指示文 1 -
抜粋テキストによると、映画「スタンド・バイ・ミー」の原作の原題は何か答えよ。

抜粋テキスト -
------------

秋編はスティーブン・キング作 大ヒットした映画「スタンド・バイ・ミー」の原作。
映画がヒットしたので「スタンド…」というタイトルになってるが、原題は “The Body” (死体)。行方不明になった少年の死体を探しに行く話だ。
キャッスルロックに住むクリス、バーン、テディ、ゴーディの4人は仲の良い悪ガキグループ。バーンが不良の兄の話を盗み聞きして、森に行って行方不明になった少年の死体探しに行くことにした。
夏休みも終わりを迎え、この後ある者は進学へ、ある者は地元を抜け出せないまま暮らす人生に分かれる分岐点の少し前、そんな時期の冒険譚を、今は成長して作家となったゴーディが思い出しながら書いている。
そのきっかけは、貧困と虐待に溢れた家と街から抜け出そうとしていたクリスが喧嘩の仲裁に入って命を落としたというニュースを見たからだった。

------------

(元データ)

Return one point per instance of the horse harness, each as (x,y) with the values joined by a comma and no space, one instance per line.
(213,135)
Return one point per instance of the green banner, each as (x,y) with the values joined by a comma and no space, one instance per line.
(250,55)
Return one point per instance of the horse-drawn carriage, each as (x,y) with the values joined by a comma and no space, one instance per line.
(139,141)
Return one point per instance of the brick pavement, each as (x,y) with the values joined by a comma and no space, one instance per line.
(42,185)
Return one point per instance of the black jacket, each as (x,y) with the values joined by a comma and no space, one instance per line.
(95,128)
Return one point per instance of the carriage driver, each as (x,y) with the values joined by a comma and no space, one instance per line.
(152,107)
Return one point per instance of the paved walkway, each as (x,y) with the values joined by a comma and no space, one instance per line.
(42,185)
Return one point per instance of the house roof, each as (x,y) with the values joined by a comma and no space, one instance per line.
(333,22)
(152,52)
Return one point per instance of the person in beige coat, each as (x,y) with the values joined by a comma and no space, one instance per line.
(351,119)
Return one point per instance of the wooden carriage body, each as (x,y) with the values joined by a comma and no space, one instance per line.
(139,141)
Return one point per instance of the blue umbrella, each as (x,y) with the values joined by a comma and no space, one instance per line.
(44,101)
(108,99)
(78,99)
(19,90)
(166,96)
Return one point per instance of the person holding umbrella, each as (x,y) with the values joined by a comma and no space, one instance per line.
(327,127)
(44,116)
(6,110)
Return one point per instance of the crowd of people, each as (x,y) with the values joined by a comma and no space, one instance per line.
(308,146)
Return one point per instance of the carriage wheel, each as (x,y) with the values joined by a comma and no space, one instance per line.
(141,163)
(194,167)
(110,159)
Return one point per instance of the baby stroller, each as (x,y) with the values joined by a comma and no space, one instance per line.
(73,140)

------------

指示文 2 -
エントリのうち、「Return one point per instance of the carriage wheel, each」を含む行からエントリの最後の行までを、両端の行も含めて一字一句変えずに返すこと。

出力全文 1 -
“The Body”（死体）

出力全文 2 -
Return one point per instance of the carriage wheel, each as (x,y) with the values joined by a comma and no space, one instance per line.
(141,163)
(194,167)
(110,159)
Return one point per instance of the baby stroller, each as (x,y) with the values joined by a comma and no space, one instance per line.
(73,140)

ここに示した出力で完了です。